[start DATASET ENTRIES]
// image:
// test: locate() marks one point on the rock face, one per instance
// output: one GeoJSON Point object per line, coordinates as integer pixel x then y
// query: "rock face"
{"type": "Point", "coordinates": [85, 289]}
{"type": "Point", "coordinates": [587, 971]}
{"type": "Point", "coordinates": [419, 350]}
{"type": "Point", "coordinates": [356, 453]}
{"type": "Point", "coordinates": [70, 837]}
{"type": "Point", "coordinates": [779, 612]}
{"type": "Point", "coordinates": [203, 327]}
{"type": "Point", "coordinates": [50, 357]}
[end DATASET ENTRIES]
PROBLEM STATEMENT → Output each record exactly, leaving nothing out.

OUTPUT FOR THIS TASK →
// image:
// test: locate() marks one point on the rock face, one per instance
// output: one GeoJSON Point object per line, coordinates as integer pixel x then y
// query: "rock face"
{"type": "Point", "coordinates": [85, 289]}
{"type": "Point", "coordinates": [587, 971]}
{"type": "Point", "coordinates": [419, 350]}
{"type": "Point", "coordinates": [356, 453]}
{"type": "Point", "coordinates": [70, 837]}
{"type": "Point", "coordinates": [779, 612]}
{"type": "Point", "coordinates": [203, 327]}
{"type": "Point", "coordinates": [50, 357]}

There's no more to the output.